→ The task
From the first line to the last, give the material again exactly, without the images.

→ The input

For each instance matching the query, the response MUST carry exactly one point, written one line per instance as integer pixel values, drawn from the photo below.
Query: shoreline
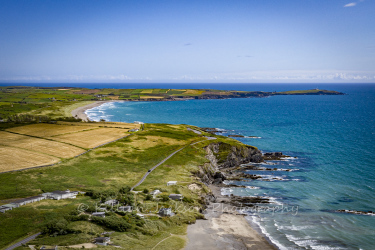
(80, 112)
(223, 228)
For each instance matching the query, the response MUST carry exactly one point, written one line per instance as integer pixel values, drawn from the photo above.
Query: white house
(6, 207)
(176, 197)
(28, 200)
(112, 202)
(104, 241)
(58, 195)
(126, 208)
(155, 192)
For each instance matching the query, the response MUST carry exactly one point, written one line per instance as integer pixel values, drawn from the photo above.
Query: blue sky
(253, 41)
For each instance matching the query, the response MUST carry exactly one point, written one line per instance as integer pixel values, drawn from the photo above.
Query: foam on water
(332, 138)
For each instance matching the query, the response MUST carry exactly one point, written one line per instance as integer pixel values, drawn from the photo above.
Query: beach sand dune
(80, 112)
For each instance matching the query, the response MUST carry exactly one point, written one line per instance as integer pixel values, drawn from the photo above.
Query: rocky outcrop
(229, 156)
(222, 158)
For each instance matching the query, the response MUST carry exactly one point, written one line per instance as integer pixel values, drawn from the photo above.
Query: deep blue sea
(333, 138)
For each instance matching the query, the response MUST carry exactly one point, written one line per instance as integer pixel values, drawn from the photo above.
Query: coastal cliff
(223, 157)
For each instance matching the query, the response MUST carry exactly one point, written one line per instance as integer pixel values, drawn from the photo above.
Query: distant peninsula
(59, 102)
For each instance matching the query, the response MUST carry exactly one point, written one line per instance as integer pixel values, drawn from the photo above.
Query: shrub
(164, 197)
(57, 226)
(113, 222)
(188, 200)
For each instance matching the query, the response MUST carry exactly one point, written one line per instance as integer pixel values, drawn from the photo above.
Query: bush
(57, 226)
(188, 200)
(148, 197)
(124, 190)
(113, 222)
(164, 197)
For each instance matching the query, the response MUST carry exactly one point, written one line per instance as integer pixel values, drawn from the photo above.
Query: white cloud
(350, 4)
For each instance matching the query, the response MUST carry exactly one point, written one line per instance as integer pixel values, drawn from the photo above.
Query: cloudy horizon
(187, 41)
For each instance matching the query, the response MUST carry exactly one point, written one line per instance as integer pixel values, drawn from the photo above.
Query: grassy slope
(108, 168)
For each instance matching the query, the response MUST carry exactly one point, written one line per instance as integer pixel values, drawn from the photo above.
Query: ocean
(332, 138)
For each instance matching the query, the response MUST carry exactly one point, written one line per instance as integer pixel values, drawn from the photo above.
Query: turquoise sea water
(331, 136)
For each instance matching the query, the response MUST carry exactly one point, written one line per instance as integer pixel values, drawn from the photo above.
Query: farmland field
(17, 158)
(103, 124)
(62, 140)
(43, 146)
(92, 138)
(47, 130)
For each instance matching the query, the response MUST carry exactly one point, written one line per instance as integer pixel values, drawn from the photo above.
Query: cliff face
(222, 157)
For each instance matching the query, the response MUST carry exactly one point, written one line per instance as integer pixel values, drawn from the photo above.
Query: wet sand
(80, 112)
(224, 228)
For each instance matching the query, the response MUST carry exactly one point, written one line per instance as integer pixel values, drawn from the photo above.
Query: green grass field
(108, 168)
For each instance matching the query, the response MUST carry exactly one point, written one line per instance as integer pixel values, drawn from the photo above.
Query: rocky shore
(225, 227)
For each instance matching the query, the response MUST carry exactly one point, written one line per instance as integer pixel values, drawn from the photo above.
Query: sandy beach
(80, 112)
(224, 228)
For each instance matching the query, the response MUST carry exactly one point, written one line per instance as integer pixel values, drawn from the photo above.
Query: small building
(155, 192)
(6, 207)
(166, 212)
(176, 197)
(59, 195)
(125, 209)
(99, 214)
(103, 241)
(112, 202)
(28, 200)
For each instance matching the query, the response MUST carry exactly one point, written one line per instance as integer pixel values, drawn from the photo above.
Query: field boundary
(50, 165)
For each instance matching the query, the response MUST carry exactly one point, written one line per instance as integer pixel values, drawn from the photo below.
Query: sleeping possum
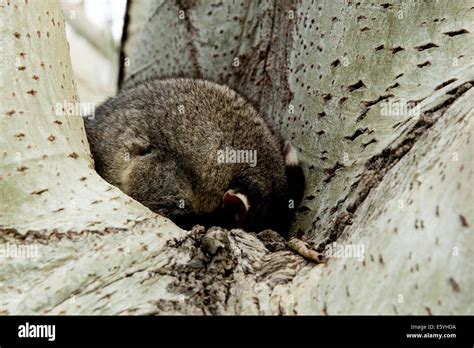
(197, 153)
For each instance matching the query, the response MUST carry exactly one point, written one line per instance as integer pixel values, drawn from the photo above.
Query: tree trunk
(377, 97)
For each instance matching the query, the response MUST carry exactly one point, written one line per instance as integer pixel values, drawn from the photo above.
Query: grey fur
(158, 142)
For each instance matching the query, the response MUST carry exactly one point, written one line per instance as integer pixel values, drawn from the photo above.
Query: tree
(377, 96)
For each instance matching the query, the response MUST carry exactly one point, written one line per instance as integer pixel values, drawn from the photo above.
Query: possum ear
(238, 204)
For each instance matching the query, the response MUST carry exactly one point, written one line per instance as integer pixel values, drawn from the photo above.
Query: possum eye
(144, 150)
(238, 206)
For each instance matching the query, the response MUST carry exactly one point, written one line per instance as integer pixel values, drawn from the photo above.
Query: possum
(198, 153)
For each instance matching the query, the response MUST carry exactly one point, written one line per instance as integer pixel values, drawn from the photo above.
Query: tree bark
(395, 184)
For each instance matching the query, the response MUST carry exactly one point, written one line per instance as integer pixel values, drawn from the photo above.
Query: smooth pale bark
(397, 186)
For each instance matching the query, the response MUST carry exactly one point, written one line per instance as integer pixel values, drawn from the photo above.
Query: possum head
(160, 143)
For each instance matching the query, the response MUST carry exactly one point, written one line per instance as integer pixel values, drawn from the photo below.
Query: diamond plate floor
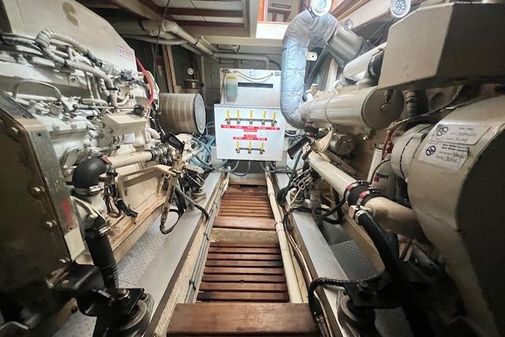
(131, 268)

→ Answer below
For each instance matching the query, the response MUST carry exactly one point, written one line per instance as integer pixel values, drawn from the photo below.
Query: shoreline
(80, 112)
(223, 228)
For each instance matching the query, the response MUST carry exactly one point, written one line per instance as integer pixel values, drawn from the photo above.
Query: white house
(6, 207)
(176, 197)
(28, 200)
(112, 202)
(104, 241)
(58, 195)
(126, 208)
(155, 192)
For each instance matching the query, the response MUST carry exactly one point, written one line per instance as integer pixel values, drawn from the photo above.
Query: blue sky
(253, 41)
For each instance matching the query, the response MUST carry exactly one point, written one line per instance as integer pixel values, drawn from the photo above.
Query: foam on water
(332, 138)
For each instance matching the query, the response MUST carry exactly one point, written one line per instance as integer pixel values, drawn from the photo above.
Query: beach sand dune
(80, 112)
For each instance matching the query, the response MUST carry exactly one point, written one line per instance as integer pixel values, drawn from the photo above.
Query: rocky outcrop
(229, 156)
(222, 158)
For each instance matching the query, the response MUST carry exactly one point, written one line per instance as integer pixel values, drawn from the photo above.
Query: deep blue sea
(333, 138)
For each instance matching the query, the response MUST carry exactly one point, written one line per instance as integer pixel values, drawn from the photo above.
Query: coastal cliff
(223, 157)
For each instance matching the query, the response MUST carry exactly one point, written one line per instance as integer pixel values, drawn from the photo above.
Query: distant peninsula
(59, 102)
For each instance matching the query, the response MUST carry exactly one point, written one line per instance as integer pixel values, drawn from the photo above.
Query: shrub
(164, 197)
(57, 226)
(113, 222)
(188, 200)
For each instance matching the query, the response MUST carry exactly one point, written one line per instance as integer pixel values, drawn from the photo above.
Query: bush
(57, 226)
(188, 200)
(148, 197)
(124, 190)
(113, 222)
(164, 197)
For each instance matching the query, the response MUST carry exactly one point, written one line per instance as integer pixel values, drawn from the photo above.
Query: white cloud
(350, 4)
For each instance matching the query, the response MUST carry exactly one point, written one line per instance as integer pixel values, drawn from the photo above.
Query: cloudy horizon
(187, 41)
For each instance matching the query, the response MUST carry exactly one point, written one line per instance as integer pixel values, drawn from the photo above.
Query: grassy slope
(108, 168)
For each instance matching the query, the response MUST carry exactly one point, written one line per instance as integer pixel values, drawn from the photo above.
Query: ocean
(332, 138)
For each instance matching the query, the response MUST carry exactly one point, written one line per instance as integer pixel values, drawn from the photo above.
Query: turquoise sea water
(331, 136)
For each instance matching the query, the response MUST carry exactly one point, written one line per instance as integer pixel values, drawn from the photo above.
Query: farmland field
(17, 158)
(103, 124)
(62, 140)
(43, 146)
(92, 138)
(47, 130)
For each instance matching the query, the response MUST carry exactly one point, written one line per instance as integer pixel values, drawn from the photo above.
Query: cliff face
(222, 157)
For each instance matching the query, the response MUST carry exactly one point, written one line per instance as integer pixel values, drawn from the photo above.
Query: wet sand
(80, 112)
(224, 228)
For each instance matching the query, the response MUST carry exactly one point, written one line per instance as integer pixel values, drawn from the photo above.
Query: green grass field
(108, 168)
For each instance matching the query, the response MUST carry exactly one point, written one line per instance as integer pixel values, drawn from the photo above.
Query: rocky shore
(225, 227)
For each instance matching the query, the response MUST carry exactly one point, written one line per instance as integer pixel values, drawn from the photo above.
Query: sandy beach
(80, 112)
(224, 228)
For each instance matching the query, the response MUST carry exactly one point, written one line per instance as integer pixel values, drawn from the photo above.
Query: small building
(155, 192)
(6, 207)
(166, 212)
(176, 197)
(59, 195)
(125, 209)
(99, 214)
(103, 241)
(112, 202)
(28, 200)
For each instance matching the query, the response MUST carry exactly one point, written one line per instance as integer pixel values, drawn from the photo above.
Query: field boundary
(50, 165)
For each instance matching the query, the response MUST carry exactly one point, written one line per instance as integer pixel values, drawn from the photo below.
Query: sleeping possum
(197, 153)
For each instance matching the query, the response MUST carry exactly one point, written one line per instance as integer pixel values, drawn from the photo above.
Query: tree trunk
(377, 97)
For each instance matching the query, the response MUST carry exactly one point, written one line per instance as integer pixel values, drawn from the photo above.
Query: grey fur
(158, 142)
For each instance matching the query, the response MUST carry exactly one point, written one line per instance as integer pixel values, drawn from the photo above.
Query: tree
(377, 96)
For each instance matching the query, the response MUST carry exactly one point, written one line per instance as integer pixel values, drawn from the photo above.
Query: possum ear
(238, 204)
For each instance matching the query, the response MUST carry exactly one point, written one line per instance as integer pixel values, drawn from the photo above.
Query: possum eye
(144, 150)
(238, 206)
For each instance matching the query, the response MUST carry exactly one point, written one line per instance as integer pixel values, drawn from the photo above.
Query: possum
(198, 153)
For each instance matching the query, the response MUST carry exactly one point, written one line per instance as integer pixel values, drawn from the photo above.
Query: tree bark
(395, 184)
For each instance matching the query, the response MUST carry exactly one point, written one line per instance as integer pixel values, drawn from the photo above.
Query: smooth pale bark
(397, 186)
For each instance matching the query, the response MUST carry exactly one point, written one line per instance as integer pixel values, drawn from the photo above.
Query: possum head
(160, 143)
For each instance matching the query, the response MUST carry exactly one point, written one line per instance as integer pixel values, drawn from the photo below.
Query: diamond plate floor
(131, 268)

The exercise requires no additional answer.